• [WHAT YOU NEED TO DO]
Starting at the line in the listing that contains "of the snow" and continuing through its final line, rewrite those lines with every "keypoint" replaced by "marker", leaving everything else as it is.

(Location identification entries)

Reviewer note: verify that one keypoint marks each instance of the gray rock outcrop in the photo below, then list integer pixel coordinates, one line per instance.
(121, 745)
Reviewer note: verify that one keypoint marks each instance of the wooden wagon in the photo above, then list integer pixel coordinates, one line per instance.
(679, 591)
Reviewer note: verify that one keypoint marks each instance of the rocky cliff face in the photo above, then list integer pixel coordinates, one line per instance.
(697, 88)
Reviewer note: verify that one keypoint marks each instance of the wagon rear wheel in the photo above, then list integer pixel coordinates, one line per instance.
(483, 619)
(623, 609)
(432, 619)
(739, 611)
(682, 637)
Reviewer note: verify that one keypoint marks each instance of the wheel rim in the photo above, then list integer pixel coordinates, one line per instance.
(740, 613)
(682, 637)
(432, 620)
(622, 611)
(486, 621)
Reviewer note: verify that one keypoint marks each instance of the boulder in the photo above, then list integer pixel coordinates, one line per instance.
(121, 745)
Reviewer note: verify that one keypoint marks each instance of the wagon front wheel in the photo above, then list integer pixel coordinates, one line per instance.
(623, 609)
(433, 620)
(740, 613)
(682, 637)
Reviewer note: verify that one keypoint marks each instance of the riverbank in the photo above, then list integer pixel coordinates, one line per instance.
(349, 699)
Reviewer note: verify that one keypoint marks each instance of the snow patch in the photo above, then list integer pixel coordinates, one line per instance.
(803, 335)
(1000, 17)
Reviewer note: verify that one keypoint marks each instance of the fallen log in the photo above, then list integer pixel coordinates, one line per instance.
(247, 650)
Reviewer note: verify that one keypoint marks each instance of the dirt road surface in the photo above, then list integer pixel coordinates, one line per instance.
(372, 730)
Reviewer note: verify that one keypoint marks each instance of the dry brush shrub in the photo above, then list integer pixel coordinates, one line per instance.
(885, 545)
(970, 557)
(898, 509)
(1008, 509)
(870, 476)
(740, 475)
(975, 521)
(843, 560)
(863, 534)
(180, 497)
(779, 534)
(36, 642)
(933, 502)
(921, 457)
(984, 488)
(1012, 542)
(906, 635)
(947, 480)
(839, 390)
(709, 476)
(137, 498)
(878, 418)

• [FINISHED EXERCISE]
Reviewer note: verify that one marker marks each instance of the snow patch in the photo above, then list integer pixel coordinates, one line per instance.
(803, 335)
(1000, 17)
Reviewer note: verify that one marker marks each instance of the fallen log in the photo above, then list integer pixel coordinates, one line per instance.
(247, 650)
Reviewer note: verify that one marker marks each instance of the dirt road surface in the photo above, then list integer pixel coordinates, one line per instance.
(372, 730)
Reviewer note: verify that one marker marks each instance of the dry brush shrub in the photo above, then list integer pixel coordinates, one line per instance.
(885, 545)
(970, 557)
(898, 509)
(1008, 509)
(870, 476)
(740, 475)
(975, 521)
(843, 560)
(863, 534)
(180, 497)
(779, 534)
(36, 642)
(933, 502)
(921, 457)
(984, 488)
(1012, 542)
(906, 635)
(947, 480)
(839, 390)
(709, 476)
(137, 498)
(878, 418)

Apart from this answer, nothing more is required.